▶ _PROVIDED TEXT_:
_ _ _
Approaching ERP in a highly distributed organization

The Story

Moravia is a leading globalization solution provider, enabling companies in the technology and life sciences industries and global brands to enter international markets with high quality multilingual products. Moravia maintains global headquarters in the Czech Republic and North American headquarters in California, with local offices and production centers in Japan, China, Latin America, Ireland, USA and throughout Europe. After a phase of strong growth Moravia had outgrown its core business applications and had to look for an enterprise-grade ERP system to ensure business continuity. The challenges were comprehensive and diverse:

  • Needs: How to find a solution that meets the diverse and often contradictory needs of stakeholders from Executive Board, Service Delivery Management, Finance & Controlling, IT and HR?
  • Scale: How to find a solution that can handle not just today’s but also tomorrow’s high volume of micro-transactions across customers and vendors?
  • Legacy: How to find a solution that fits into the existing application ecosystem of the company that had grown widely over the past years?
  • People: How to deal with fears within the organization due to past failed attempts of introducing a new ERP solution – how to get people on board again?

PROCOMM consulted the executive board at Moravia in choosing the right project governance model and the right set of technologies to approach these challenges within the international distributed organisation. Also, PROCOMM supported Moravia’s project team in implementing a working, tangible prototype to validate assumptions and measuring confidence within the organization.
_ _ _
▶ _TO DO_:
a. Duplicate the part of the Moravia ERP text starting at the words "PROCOMM consulted the" and stopping after the words "within the organization.".
b. List the one-word labels given to the challenges in the Moravia ERP text.
c. Write the next part of the Moravia ERP text, picking up after its final sentence.

▶ _DATASET EXCERPT_:
_ _ _
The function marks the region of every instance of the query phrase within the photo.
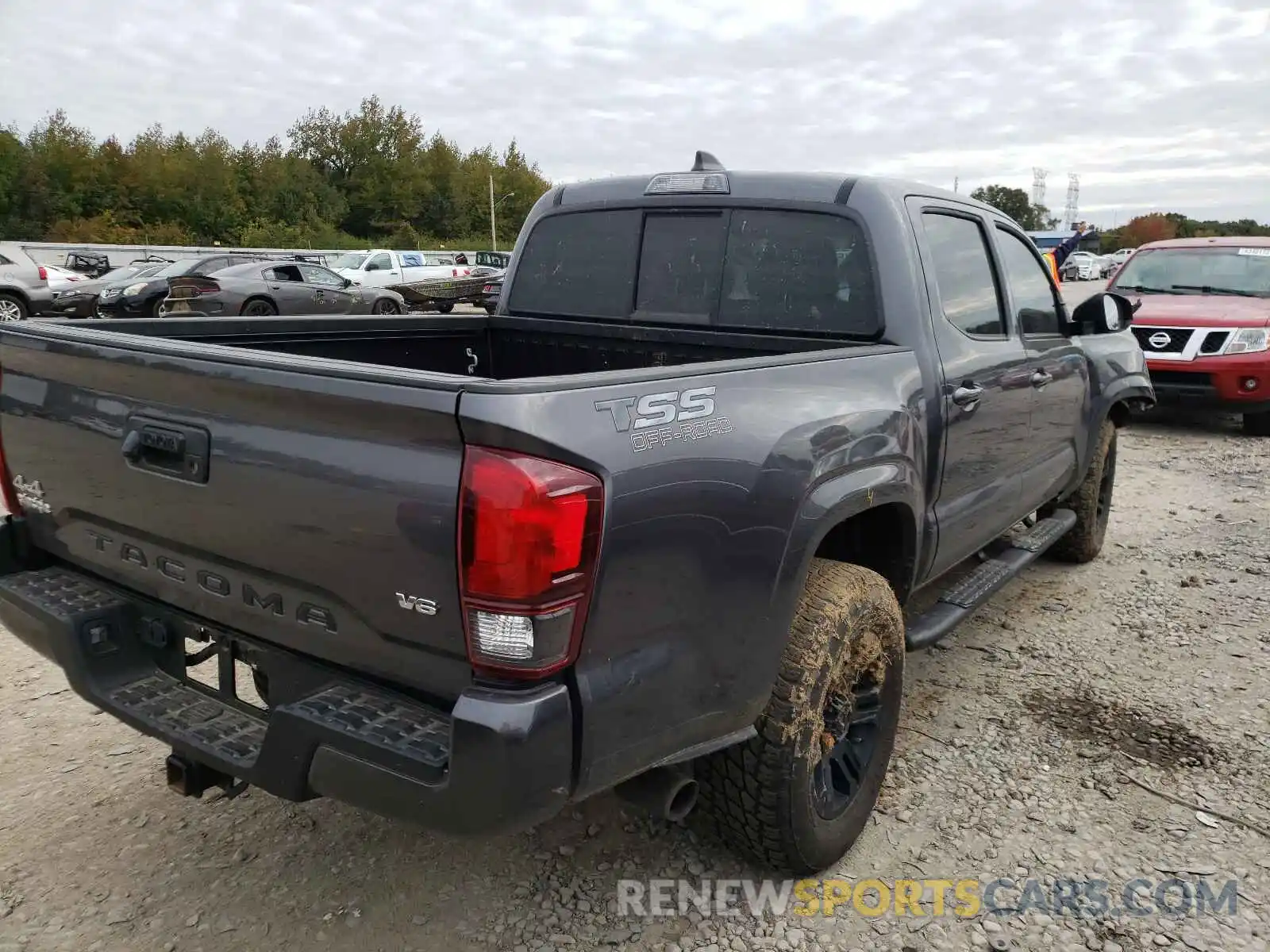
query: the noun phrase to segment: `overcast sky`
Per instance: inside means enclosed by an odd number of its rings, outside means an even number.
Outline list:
_ _ _
▶ _ANSWERS IN ORDER_:
a.
PROCOMM consulted the executive board at Moravia in choosing the right project governance model and the right set of technologies to approach these challenges within the international distributed organisation. Also, PROCOMM supported Moravia’s project team in implementing a working, tangible prototype to validate assumptions and measuring confidence within the organization.

b. Needs, Scale, Legacy, People

c.
6 months
project duration
20 people
interdisciplinary team
149 use cases
identified with key stakeholders
77% confidence level
achieved through tangible prototype

The Solution

Our approach was two-fold: One stream specifically for the business stakeholders focused on functional needs in the short-, mid- and long-term to support the business in their mission. A second stream focused on the technical big-picture to ensure that new functionality will be built on top of a sustainable technology platform that will be able to handle continued growth. Unlike a past attempts of a big-design-up-front evaluation the team had chosen a prototype approach to get tangible results and to get confidence within the organization. To achieve this, an interdisciplinary team of 20 people was set up to accept this challenge. In a first phase, 149 business use cases were identified together with key stakeholders from end-to-end production process and technical areas. In a second phase, a working prototype was designed and built in an agile-manner. In a third phase, the prototype was tested and verified by the key stakeholders to determine the confidence level within the organization for the designed solution.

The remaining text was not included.